#### [CHALLENGE 1]
Please pick out every line of the entries below that contains the word "wall" and copy each one as it appears.

#### [EXTRACT TO READ]
# Bread board tenon ?



## JerryLH (Oct 23, 2014)

Short version. My table top is 1- 3/4" thick. The width of the table top is 44". Question 1 - How long & wide would/should the tenons be? Question 2 - Should there be a small void between the end of the tenon & mortise? General Question 3 - How many tenons would You make on such a bread board end? Thanks, I appreciate your feedback.


----------



## gtrgeo (Mar 22, 2017)

On a table I did last year I made the tenon the whole width minus ~1" on each end. I left 1/4" on each end in the mortise to allow for expansion. The only part of the tenon that is glued is the center. I left it long enough to go through the breadboard end and wedged it with a contrasting wood to add a little visual interest. I get around 1/16" of growthon each edge as the seasons change. So far it is holding up. 
I have done them in the past in similar construction without the through tenon. Used slotted holes in the tenon with dowels secured from underneath just shy of the top surface. This was something I believe I learned from Norm. Those have held up for better than 15 years.


----------



## JerryLH (Oct 23, 2014)

> On a table I did last year I made the tenon the whole width minus ~1" on each end. I left 1/4" on each end in the mortise to allow for expansion. The only part of the tenon that is glued is the center. I left it long enough to go through the breadboard end and wedged it with a contrasting wood to add a little visual interest. I get around 1/16" of growthon each edge as the seasons change. So far it is holding up.

#### [RECORD LIST]
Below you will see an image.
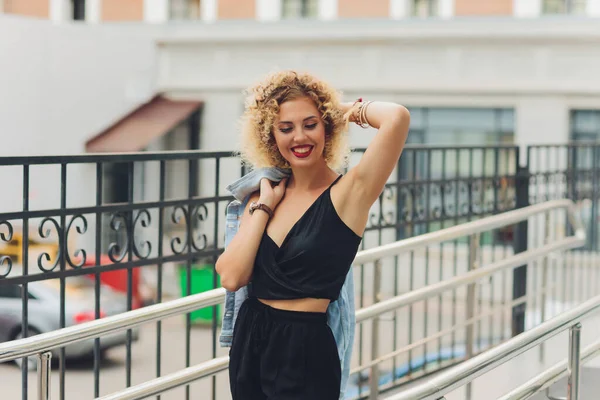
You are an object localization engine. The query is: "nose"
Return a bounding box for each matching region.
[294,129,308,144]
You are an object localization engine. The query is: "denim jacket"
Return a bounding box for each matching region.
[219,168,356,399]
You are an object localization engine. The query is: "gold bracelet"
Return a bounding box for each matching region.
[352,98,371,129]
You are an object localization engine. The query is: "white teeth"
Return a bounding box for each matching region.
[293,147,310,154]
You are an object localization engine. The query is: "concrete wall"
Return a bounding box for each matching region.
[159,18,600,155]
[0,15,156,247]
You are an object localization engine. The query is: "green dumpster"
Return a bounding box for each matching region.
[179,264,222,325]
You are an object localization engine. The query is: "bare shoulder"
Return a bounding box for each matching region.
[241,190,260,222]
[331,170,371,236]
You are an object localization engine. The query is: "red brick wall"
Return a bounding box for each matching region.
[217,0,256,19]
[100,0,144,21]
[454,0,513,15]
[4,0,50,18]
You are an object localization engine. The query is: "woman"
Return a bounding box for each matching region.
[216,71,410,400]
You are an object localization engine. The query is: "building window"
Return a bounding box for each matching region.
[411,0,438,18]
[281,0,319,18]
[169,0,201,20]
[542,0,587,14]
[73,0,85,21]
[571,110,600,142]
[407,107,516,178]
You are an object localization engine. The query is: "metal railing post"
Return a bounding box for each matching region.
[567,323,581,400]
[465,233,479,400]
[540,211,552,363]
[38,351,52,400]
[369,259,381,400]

#### [CHALLENGE 2]
In the breadboard tenon thread above, how much space did gtrgeo leave on each end in the mortise?

#### [EXPECTED ANSWER 1]
You are an object localization engine. The query is: "concrete wall"
You are an object localization engine. The query is: "red brick wall"

#### [EXPECTED ANSWER 2]
1/4" on each end, to allow for expansion.